Source records START

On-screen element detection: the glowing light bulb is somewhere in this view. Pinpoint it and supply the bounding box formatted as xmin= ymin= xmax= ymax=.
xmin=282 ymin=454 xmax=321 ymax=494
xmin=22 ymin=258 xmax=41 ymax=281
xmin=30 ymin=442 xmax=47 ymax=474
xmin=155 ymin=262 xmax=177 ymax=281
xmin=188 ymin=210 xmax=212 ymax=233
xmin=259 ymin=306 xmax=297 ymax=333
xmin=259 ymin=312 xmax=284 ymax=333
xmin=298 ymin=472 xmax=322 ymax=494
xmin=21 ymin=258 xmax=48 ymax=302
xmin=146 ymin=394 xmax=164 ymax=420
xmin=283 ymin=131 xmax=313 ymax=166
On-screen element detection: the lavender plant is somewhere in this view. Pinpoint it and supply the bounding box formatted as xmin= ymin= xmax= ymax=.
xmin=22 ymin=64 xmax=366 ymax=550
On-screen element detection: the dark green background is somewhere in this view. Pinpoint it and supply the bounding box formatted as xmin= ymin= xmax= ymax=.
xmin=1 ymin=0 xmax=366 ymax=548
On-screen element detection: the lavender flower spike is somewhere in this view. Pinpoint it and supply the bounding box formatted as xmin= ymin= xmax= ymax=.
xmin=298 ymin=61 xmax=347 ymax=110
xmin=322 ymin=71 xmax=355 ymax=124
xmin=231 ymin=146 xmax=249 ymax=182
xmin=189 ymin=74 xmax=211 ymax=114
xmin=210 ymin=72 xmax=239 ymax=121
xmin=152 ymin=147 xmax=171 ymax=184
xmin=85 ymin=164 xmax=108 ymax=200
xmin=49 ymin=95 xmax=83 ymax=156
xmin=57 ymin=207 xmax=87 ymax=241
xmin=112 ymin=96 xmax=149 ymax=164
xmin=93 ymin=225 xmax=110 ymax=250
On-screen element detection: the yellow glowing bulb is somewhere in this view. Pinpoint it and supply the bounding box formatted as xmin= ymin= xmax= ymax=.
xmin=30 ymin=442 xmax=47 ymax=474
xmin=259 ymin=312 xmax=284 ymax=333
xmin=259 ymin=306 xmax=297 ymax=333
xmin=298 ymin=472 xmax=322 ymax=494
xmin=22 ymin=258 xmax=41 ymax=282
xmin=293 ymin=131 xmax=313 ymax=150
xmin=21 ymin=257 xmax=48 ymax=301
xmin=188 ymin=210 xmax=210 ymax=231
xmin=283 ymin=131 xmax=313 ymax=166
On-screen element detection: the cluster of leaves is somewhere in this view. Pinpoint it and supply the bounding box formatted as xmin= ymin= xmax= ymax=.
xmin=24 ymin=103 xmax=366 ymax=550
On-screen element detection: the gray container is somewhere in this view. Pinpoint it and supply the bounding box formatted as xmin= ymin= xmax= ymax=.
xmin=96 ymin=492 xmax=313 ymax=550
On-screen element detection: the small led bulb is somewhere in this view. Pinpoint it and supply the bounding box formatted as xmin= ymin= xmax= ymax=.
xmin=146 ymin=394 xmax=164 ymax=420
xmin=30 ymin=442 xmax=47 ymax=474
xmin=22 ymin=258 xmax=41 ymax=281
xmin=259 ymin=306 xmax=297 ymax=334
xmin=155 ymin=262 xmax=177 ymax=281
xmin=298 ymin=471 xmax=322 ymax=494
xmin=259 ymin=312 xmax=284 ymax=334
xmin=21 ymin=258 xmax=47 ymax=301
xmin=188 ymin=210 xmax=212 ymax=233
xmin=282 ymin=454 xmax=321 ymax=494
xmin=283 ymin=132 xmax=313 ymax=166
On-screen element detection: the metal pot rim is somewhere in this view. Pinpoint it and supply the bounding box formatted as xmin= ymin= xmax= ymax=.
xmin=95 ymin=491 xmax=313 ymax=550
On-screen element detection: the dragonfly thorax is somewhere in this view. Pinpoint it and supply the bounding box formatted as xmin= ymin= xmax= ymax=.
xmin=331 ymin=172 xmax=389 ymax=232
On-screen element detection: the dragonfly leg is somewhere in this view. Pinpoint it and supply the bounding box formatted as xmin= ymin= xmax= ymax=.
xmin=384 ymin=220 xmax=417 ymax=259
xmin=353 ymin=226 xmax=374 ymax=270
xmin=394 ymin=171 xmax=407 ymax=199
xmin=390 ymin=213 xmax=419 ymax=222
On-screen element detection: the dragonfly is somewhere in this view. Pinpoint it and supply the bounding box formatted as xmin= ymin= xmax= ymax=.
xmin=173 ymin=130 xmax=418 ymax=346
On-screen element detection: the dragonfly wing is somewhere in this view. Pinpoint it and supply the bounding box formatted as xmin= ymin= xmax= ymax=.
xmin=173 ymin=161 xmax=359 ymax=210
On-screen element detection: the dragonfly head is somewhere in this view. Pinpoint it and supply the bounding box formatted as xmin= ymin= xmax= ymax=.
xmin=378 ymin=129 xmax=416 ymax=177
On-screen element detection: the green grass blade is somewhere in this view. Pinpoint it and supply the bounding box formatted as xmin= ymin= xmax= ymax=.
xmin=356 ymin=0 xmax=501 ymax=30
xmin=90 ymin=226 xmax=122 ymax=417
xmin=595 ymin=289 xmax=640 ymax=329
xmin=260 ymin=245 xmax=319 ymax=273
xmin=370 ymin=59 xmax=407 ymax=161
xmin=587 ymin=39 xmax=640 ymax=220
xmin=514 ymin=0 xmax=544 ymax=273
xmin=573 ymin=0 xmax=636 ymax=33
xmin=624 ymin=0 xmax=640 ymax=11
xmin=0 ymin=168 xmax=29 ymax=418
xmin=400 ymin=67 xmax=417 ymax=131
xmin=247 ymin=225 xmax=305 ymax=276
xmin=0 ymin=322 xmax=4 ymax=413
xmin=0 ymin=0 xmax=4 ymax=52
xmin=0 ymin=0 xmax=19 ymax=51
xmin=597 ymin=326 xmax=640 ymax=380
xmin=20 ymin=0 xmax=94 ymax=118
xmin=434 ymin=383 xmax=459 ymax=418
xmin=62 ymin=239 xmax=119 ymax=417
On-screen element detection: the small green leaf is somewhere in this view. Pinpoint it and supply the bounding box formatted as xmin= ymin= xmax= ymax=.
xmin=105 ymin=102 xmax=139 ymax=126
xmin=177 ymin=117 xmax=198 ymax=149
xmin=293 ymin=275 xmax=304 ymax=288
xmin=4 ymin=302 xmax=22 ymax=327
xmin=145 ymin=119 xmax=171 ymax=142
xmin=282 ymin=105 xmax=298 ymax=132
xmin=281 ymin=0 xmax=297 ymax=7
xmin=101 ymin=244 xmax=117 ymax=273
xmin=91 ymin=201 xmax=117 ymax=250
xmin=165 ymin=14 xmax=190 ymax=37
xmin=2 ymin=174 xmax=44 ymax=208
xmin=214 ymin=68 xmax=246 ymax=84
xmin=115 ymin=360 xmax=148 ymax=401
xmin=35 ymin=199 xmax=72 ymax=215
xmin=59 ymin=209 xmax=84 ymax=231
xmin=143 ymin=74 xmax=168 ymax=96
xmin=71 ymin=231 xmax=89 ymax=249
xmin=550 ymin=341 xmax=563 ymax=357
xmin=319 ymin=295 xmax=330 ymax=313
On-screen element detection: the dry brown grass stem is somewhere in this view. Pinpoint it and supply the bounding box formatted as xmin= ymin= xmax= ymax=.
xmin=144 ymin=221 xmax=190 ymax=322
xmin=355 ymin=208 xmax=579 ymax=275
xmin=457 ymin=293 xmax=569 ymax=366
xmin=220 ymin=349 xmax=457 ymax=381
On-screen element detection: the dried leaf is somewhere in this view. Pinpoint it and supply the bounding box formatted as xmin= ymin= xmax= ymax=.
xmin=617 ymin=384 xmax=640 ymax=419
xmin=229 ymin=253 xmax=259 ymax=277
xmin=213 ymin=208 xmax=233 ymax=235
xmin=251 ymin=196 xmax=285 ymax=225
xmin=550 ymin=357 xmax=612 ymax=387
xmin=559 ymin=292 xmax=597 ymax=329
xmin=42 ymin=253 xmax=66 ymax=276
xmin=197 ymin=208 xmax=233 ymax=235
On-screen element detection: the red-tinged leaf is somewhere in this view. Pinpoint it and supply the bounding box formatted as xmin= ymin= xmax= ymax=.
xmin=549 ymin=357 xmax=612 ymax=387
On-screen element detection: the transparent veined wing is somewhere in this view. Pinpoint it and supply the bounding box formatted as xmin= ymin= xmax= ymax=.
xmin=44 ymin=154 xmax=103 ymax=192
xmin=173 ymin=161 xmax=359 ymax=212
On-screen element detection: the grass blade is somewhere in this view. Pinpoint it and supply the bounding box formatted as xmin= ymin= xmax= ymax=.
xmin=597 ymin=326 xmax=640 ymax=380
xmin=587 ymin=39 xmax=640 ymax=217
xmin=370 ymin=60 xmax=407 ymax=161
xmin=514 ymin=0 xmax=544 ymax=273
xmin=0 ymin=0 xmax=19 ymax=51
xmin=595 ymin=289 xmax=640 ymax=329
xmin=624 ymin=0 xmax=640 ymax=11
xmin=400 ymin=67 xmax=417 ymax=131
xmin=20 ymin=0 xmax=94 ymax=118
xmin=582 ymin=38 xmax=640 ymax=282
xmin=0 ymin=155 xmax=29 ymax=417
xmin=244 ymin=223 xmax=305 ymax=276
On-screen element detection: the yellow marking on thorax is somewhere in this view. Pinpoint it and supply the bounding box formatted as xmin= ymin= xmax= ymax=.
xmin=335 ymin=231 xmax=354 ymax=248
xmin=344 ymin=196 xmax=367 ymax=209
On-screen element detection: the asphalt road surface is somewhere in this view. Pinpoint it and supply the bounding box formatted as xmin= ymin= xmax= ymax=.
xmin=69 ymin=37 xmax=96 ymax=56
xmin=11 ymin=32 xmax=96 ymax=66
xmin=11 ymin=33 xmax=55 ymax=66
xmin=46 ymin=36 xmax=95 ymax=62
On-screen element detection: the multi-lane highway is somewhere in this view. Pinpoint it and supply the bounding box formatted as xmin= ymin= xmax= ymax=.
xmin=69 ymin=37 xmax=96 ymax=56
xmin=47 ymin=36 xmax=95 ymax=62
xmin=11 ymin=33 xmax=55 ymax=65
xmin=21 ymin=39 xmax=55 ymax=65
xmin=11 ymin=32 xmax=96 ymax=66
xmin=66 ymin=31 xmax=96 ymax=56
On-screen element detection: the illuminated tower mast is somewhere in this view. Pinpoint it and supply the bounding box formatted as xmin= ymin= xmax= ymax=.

Source records END

## Assigned task:
What you copy should begin at the line with "On-screen element detection: the grass" and end at the final line of the listing, each line exactly as it is.

## Response below:
On-screen element detection: the grass blade is somewhere in this view. Pinpoint it and supply the bounding box formatted as xmin= ymin= xmax= ymax=.
xmin=597 ymin=326 xmax=640 ymax=380
xmin=587 ymin=39 xmax=640 ymax=217
xmin=370 ymin=60 xmax=407 ymax=161
xmin=514 ymin=0 xmax=544 ymax=273
xmin=0 ymin=0 xmax=19 ymax=51
xmin=595 ymin=289 xmax=640 ymax=329
xmin=624 ymin=0 xmax=640 ymax=11
xmin=400 ymin=67 xmax=417 ymax=131
xmin=20 ymin=0 xmax=94 ymax=118
xmin=582 ymin=38 xmax=640 ymax=282
xmin=0 ymin=155 xmax=29 ymax=417
xmin=244 ymin=223 xmax=305 ymax=276
On-screen element detection: the yellow marking on thorax is somewhere in this view. Pinpoint it and supply the bounding box formatted as xmin= ymin= xmax= ymax=.
xmin=335 ymin=231 xmax=354 ymax=248
xmin=344 ymin=196 xmax=367 ymax=209
On-screen element detection: the asphalt road surface is somewhere in this view. Pinpoint it and supply the bounding box formatted as xmin= ymin= xmax= ymax=.
xmin=69 ymin=37 xmax=96 ymax=56
xmin=11 ymin=32 xmax=96 ymax=66
xmin=11 ymin=33 xmax=55 ymax=66
xmin=46 ymin=36 xmax=95 ymax=62
On-screen element detection: the multi-lane highway is somewhere in this view. Pinpoint it and supply the bounding box formatted as xmin= ymin= xmax= ymax=.
xmin=69 ymin=37 xmax=96 ymax=56
xmin=47 ymin=36 xmax=95 ymax=62
xmin=11 ymin=33 xmax=55 ymax=65
xmin=21 ymin=39 xmax=55 ymax=65
xmin=11 ymin=32 xmax=96 ymax=66
xmin=66 ymin=31 xmax=96 ymax=56
On-screen element detection: the illuminated tower mast is somewhere in this view. Pinpoint it and supply the bounding box formatted as xmin= ymin= xmax= ymax=.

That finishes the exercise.